> REQUIRED WORK:
1) Answer these questions from the article about Paula Radcliffe's marathon farewell:
(a) Where and when did her Achilles problem first flare up?
(b) On what day did she resume training?
(c) In which place does she live?
2) Reproduce the passage of the article about Paula Radcliffe's marathon farewell starting at "Asked if there" and ending at "a six-week lay-off.".

**** STUDY TEXT ****

Paula Radcliffe came within a whisker of pulling out of her marathon farewell on the streets of London following an Achilles injury.

The latter part of Radcliffe’s career has been curtailed by her fitness travails and she admitted this latest setback was in danger of quashing her final career ambition of running one more competitive marathon.

But the women’s marathon world-record holder, a three-time winner on the streets of London, will make it on to the start line for Sunday’s race courtesy of medical teams from the United States, Britain, Belgium and Monaco collaborating to patch her up.

Asked if there had been a fear she might not make the start, she said: “There definitely was because I thought ‘oh God, if I can’t run 45 minutes…’ But people kept saying ‘you’ve only just got to get round’ but, if I can’t run for 45 minutes, I can’t get round a marathon.

“People were saying ‘just run round really slowly’ but that’s actually probably worse for my foot because it’s longer out there impact wise.”

The problem first flared up while heading up a British Athletics training camp in Iten, Kenya, in February, which resulted in a six-week lay-off.

She resumed training on Easter Sunday, has run every day since and is confident she will finish Sunday’s 26.2-mile course regardless of how badly the Achilles on her left foot flares up during the course of the race.

The 41-year-old has called on a career’s worth of medical experts in order to get her in one piece to the start line on Sunday, when she will compete with club runners rather than in her traditional position among the women’s elite.

Radcliffe, who has a 100 per cent record in London, called on British Athletics’ medical team at the European Indoor Championships in Prague and consulted her surgeon in the US, her orthotics specialists in Belgium as well as local medical staff in Monaco, where she lives.

It was initially an injury that baffled the specialists who, she says, seem to have solved the problem by “all throwing ideas in”.

She added: “I’m just lucky I’ve got a lot of support around me that I’ve built up over the years. Thanks to a combination of everything, it started to get better.”

But it wasn’t until a day out in the park in Eze near the family home that she finally felt she might get back on track to make the race: “Four weeks to go to race day, I took Isla [her daughter] up to the park, who was on her bike. I managed to run/jog for 45 minutes and that was the best I’d done in six weeks since I got back.

**** INPUT DATA ****

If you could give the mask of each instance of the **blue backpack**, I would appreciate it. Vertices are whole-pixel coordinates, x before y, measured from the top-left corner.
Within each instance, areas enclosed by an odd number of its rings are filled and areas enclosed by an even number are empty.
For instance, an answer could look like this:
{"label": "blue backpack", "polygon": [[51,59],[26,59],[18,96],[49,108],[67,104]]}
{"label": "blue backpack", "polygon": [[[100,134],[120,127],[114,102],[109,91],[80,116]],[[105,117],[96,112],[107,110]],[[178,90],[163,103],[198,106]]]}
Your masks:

****
**** INPUT DATA ****

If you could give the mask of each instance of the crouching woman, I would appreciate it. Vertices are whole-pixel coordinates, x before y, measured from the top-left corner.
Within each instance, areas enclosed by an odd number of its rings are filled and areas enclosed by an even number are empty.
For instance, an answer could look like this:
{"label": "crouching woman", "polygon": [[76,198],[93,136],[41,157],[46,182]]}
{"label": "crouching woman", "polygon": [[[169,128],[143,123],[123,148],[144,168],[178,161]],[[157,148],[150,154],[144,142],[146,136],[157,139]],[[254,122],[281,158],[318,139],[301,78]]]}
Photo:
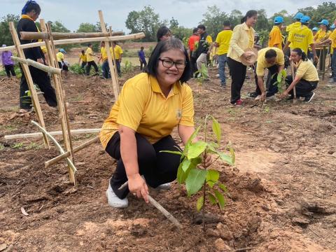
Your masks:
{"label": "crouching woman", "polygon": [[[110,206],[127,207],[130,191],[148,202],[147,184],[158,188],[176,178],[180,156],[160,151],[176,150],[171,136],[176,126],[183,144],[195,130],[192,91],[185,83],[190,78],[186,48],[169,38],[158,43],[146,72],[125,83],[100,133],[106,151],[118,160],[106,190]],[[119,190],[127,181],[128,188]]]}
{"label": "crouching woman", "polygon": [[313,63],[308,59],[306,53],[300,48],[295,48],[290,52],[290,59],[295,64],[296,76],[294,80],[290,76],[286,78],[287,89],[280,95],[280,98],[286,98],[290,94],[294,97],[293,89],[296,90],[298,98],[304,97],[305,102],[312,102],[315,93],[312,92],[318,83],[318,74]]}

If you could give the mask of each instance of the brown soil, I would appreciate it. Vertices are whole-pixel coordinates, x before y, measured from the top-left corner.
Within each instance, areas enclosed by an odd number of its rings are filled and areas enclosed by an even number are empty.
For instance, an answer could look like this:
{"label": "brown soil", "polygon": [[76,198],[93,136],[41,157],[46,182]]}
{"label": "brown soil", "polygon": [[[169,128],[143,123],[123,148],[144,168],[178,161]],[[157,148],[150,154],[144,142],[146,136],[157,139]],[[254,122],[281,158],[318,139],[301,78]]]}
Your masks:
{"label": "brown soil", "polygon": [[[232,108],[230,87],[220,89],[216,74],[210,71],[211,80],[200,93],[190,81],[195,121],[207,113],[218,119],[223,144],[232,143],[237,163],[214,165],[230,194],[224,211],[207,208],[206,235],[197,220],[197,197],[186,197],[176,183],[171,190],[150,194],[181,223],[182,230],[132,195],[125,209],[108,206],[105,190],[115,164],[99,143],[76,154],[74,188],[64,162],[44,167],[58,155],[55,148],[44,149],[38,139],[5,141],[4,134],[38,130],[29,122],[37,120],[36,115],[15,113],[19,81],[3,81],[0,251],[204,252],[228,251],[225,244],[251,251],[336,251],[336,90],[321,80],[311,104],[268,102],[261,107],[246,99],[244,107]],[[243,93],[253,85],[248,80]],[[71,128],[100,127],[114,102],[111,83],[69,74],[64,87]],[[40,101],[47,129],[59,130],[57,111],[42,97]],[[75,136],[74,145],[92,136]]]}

****

> SOLVED TASKS:
1)
(a) At a British Athletics training camp in Iten, Kenya, in February.
(b) Easter Sunday.
(c) Monaco.

2)
Asked if there had been a fear she might not make the start, she said: “There definitely was because I thought ‘oh God, if I can’t run 45 minutes…’ But people kept saying ‘you’ve only just got to get round’ but, if I can’t run for 45 minutes, I can’t get round a marathon.

“People were saying ‘just run round really slowly’ but that’s actually probably worse for my foot because it’s longer out there impact wise.”

The problem first flared up while heading up a British Athletics training camp in Iten, Kenya, in February, which resulted in a six-week lay-off.